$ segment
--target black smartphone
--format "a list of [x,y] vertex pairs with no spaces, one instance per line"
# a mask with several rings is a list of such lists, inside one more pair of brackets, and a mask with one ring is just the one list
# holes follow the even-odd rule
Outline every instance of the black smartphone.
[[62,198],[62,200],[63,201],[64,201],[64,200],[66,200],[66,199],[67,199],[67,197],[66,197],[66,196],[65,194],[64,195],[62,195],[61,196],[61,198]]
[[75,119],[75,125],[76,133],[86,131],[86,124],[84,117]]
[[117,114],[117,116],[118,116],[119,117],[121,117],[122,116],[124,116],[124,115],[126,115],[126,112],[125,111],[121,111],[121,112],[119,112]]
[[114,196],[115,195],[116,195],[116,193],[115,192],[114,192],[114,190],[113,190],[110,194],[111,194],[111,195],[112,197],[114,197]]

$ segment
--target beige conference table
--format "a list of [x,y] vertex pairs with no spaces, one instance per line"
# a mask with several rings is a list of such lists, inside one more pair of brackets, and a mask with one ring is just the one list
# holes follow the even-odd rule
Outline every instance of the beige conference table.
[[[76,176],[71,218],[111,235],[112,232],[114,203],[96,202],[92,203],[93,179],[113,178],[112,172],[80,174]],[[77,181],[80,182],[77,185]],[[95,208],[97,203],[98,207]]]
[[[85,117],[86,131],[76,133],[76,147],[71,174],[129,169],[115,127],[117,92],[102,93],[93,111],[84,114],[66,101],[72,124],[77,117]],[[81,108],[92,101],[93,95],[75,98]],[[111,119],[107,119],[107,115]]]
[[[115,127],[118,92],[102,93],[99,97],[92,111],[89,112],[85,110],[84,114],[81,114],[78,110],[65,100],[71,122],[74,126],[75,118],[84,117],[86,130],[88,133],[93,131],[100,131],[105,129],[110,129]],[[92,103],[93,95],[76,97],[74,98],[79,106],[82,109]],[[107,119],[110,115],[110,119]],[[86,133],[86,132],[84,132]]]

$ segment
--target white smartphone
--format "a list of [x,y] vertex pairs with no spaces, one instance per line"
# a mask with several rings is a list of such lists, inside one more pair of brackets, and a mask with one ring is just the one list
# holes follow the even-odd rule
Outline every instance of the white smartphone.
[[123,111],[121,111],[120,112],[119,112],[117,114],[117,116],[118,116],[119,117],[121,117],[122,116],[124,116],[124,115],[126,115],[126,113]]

-- Exercise details --
Could you copy out every one of the lines above, character for character, without changing anything?

-- Solved exercise --
$ segment
--target black smartphone
--format "a list of [x,y] vertex pairs with no spaces, one instance per line"
# a mask with several rings is a list of such lists, inside one more pair of brackets, and a mask with one ring is just the one list
# holes follow the even-odd rule
Outline every instance of the black smartphone.
[[62,198],[62,200],[63,201],[64,201],[64,200],[66,200],[66,199],[67,199],[67,197],[66,197],[66,196],[65,194],[64,195],[62,195],[61,196],[61,198]]
[[75,119],[75,125],[76,133],[86,131],[86,124],[84,117]]
[[117,114],[117,116],[118,116],[119,117],[121,117],[122,116],[124,116],[124,115],[126,115],[126,112],[125,111],[121,111],[121,112],[119,112]]
[[114,196],[115,195],[116,195],[116,193],[115,192],[114,192],[114,190],[113,190],[110,194],[111,194],[111,195],[112,197],[114,197]]

$ segment
--target beige conference table
--format "a list of [x,y] vertex pairs with no spaces, one instance per line"
# a mask with several rings is a list of such lists, inside one more pair of brackets, and a mask with one ring is just the one list
# holes follow the even-odd rule
Outline every instance of the beige conference table.
[[[76,176],[71,218],[111,235],[112,232],[114,203],[96,202],[92,203],[93,179],[113,178],[112,172],[80,174]],[[77,181],[80,182],[77,185]],[[95,208],[97,203],[98,207]]]
[[[85,117],[86,131],[76,133],[76,147],[71,174],[129,169],[115,127],[117,92],[102,93],[93,111],[84,114],[66,101],[72,124],[77,117]],[[81,108],[92,101],[93,95],[75,98]],[[111,119],[107,119],[107,115]]]
[[[115,127],[118,92],[102,93],[99,97],[92,111],[89,112],[85,110],[84,114],[81,114],[78,110],[65,100],[71,122],[74,126],[75,118],[84,117],[86,130],[88,133],[93,131],[100,131],[105,129],[110,129]],[[92,103],[93,95],[76,97],[74,98],[79,106],[82,109]],[[107,119],[110,115],[110,119]],[[86,133],[86,132],[84,132]]]

$ segment
--target white smartphone
--format "a list of [x,y] vertex pairs with no spaces, one instance per line"
# a mask with several rings is a list of such lists, inside one more pair of brackets, and a mask with one ring is just the one list
# holes follow the even-odd rule
Outline every instance of the white smartphone.
[[123,111],[121,111],[120,112],[119,112],[117,114],[117,116],[118,116],[119,117],[121,117],[122,116],[124,116],[124,115],[126,115],[126,113]]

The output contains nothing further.